Task to carry out: Transcribe all of the records exactly, leaving every line as it is.
● ● ● ● ● ● ●
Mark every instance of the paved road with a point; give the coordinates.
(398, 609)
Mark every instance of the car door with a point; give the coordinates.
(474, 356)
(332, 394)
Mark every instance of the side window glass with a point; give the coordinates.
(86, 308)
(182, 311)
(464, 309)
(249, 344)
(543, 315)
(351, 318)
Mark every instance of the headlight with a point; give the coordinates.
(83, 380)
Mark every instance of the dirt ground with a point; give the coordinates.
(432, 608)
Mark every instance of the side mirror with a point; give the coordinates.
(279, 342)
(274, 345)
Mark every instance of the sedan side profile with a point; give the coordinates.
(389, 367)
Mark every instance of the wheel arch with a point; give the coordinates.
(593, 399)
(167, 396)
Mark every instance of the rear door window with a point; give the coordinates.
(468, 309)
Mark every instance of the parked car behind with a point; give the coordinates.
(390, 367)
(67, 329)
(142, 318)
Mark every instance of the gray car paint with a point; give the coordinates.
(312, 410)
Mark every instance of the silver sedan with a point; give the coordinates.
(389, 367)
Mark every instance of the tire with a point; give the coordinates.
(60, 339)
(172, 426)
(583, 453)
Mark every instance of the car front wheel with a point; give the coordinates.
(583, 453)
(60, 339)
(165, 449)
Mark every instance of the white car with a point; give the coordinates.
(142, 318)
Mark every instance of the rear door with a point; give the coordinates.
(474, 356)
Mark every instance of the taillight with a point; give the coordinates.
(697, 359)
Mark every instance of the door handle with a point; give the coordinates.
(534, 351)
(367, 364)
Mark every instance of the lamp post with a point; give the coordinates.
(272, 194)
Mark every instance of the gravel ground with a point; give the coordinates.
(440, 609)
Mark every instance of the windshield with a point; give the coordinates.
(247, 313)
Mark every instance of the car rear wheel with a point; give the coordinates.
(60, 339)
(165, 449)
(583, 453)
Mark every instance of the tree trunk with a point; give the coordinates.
● ● ● ● ● ● ●
Response:
Mark every instance of the paved road with a point; give the coordinates.
(398, 609)
Mark every instance of the car door with a point; give the coordinates.
(474, 356)
(332, 394)
Mark every instance of the side window glass with a point; give the coordinates.
(86, 308)
(182, 311)
(464, 309)
(249, 344)
(543, 315)
(351, 318)
Mark every instance of the headlight with a point; give the coordinates.
(83, 380)
Mark every instance of the dirt ground with a point; give the coordinates.
(432, 608)
Mark every instance of the side mirror with a point; give the coordinates.
(279, 342)
(274, 345)
Mark every instance of the sedan side profile with a point; give the coordinates.
(389, 367)
Mark every instance of the wheel arch with a point; give the coordinates.
(593, 399)
(167, 396)
Mark every instance of the rear door window with a point; give the coordinates.
(468, 309)
Mark every instance of the parked car behind with a point; give the coordinates.
(390, 367)
(67, 329)
(142, 318)
Mark every instance of the gray car paint with a point; give the coordinates.
(312, 410)
Mark every instance of the silver sedan with a point; give the coordinates.
(389, 367)
Mark every instance of the tire with a point; give the coordinates.
(60, 339)
(172, 426)
(583, 453)
Mark every instance of the car front wheel with a point; give the coordinates.
(583, 453)
(60, 339)
(165, 449)
Mark every instance of the white car with a point; give the coordinates.
(142, 318)
Mark every instance of the rear door with a point; give the coordinates.
(474, 356)
Mark every instance of the taillight with a point; give the coordinates.
(697, 359)
Mark every instance of the door handle with a point; give the coordinates.
(534, 351)
(367, 364)
Mark every instance of the lamp post with a point; give the coordinates.
(272, 194)
Mark every instance of the gravel ground with a point; give the coordinates.
(440, 609)
Mark every instance of the windshield with a point; give the coordinates.
(247, 313)
Mark every instance of the car rear wheel with a point; give the coordinates.
(60, 339)
(165, 449)
(583, 453)
Mark every instance of the tree trunk with a point; give the coordinates.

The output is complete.